▶ **YOUR GOAL**
Decide whether each statement agrees with the article on South Africa's coal industry: (a) a 2019 estimate put employment in the South African coal industry at 200,000; (b) most jobs from renewable energy development come in the operation and maintenance stage; (c) half of South Africa's mined coal is exported. Answer yes or no for each, and quote the words of the article that settle it.

There is something arresting about the sound and vibrations of a big, oncoming train.

Your best bet to experience the sensation is in Mpumalanga. Its railways see consistent locomotive freight traffic. Their load? Mostly the pitch-black coal usurped by our powerplants.

Roughly 5% of Mpumalanga’s workforce, including the drivers of those trains, is dependent on the coal industry, either directly or indirectly. Each of those employed in the sector is shown to support three dependents.

It is, therefore, understandable that South Africa’s touted transition to renewable energy, seemingly at the expense of coal, is creating angst.

The train is coming down the track

Because South Africa is the most unequal country in the world, any action that threatens employment, particularly the unskilled kind that barely keeps poverty at bay, will naturally evoke a strong political and social reaction.

A 2019 estimate put the number of people employed by the SA coal industry at 200,000, equivalent to 1% of the formal workforce. If each of them supports three dependents, shuttering coals mines today would push nearly a million people into hardship, an unacceptable outcome.

However, whether we choose to close them or not may be a moot point – global market forces will make the decision for us:

  • Coal contributed 30% to the global energy mix in 2017. According to Bloomberg New Energy Finance (NEF), that number will drop to 5% by 2050.
  • 87% of SA’s electricity comes from coal-fired power stations that are responsible for 40% of SA carbon emissions for which we rank as the 13th worst emitter in the world.

In other words, our coal industry faces both demand headwinds (30% of our mined coal is exported), as well as the risk of becoming an economic pariah in a global economy that wants to do business with countries using clean energy.

The idea of a ‘just transition’ – which South Africa has pioneered – is essentially a roadmap to mitigate those risks while protecting the people who depend on the coal industry for their livelihoods.

The light at tunnels-end

The South African COP26 delegation left the 2021 Glasgow conference well-pleased: they had secured $8,5bn worth of concessionary funding – a critical lever for a just transition – from developed countries to invest into renewable energy development.

How does that support help us protect those employed by the coal sector, as well as reduce overall unemployment?

  1. Any money the government can save on the development of renewable energy infrastructure can be spent on upskilling coal-facing employees for the clean energy economy.
  2. For every ten jobs created in renewables, 5 to 10 are created in manufacturing supply chains, with more in services, transport and logistics.
  3. Existing coal-fired power stations can be converted to run on natural gas or hydrogen, reducing the need to relocate local workers to faraway wind or solar farms.

The caveat here, and it’s a big one, is that roughly 70% of the jobs created by renewable energy development will require highly skilled workers (> grade 12). The projects are also front-loaded in terms of job creation with most opportunities found in the construction phase (~60%) and fewer in the longer-term operation and maintenance (O&M) stage.

Collected data entries:

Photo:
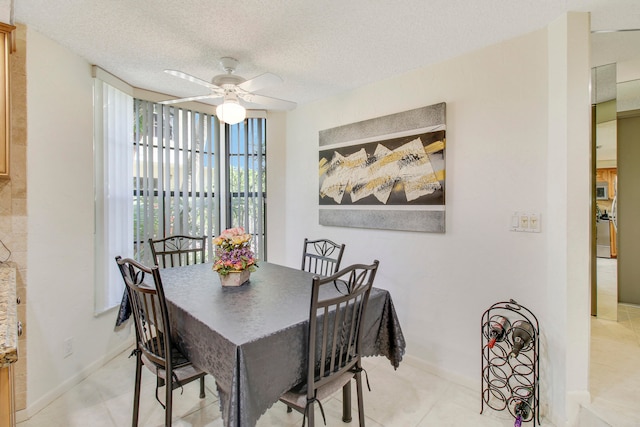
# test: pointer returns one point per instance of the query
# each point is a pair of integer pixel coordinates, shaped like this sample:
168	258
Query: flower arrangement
233	252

▶ **TASK RESPONSE**
(a) Yes: "A 2019 estimate put the number of people employed by the SA coal industry at 200,000"
(b) No: "most opportunities found in the construction phase (~60%) and fewer in the longer-term operation and maintenance (O&M) stage"
(c) No: "30% of our mined coal is exported"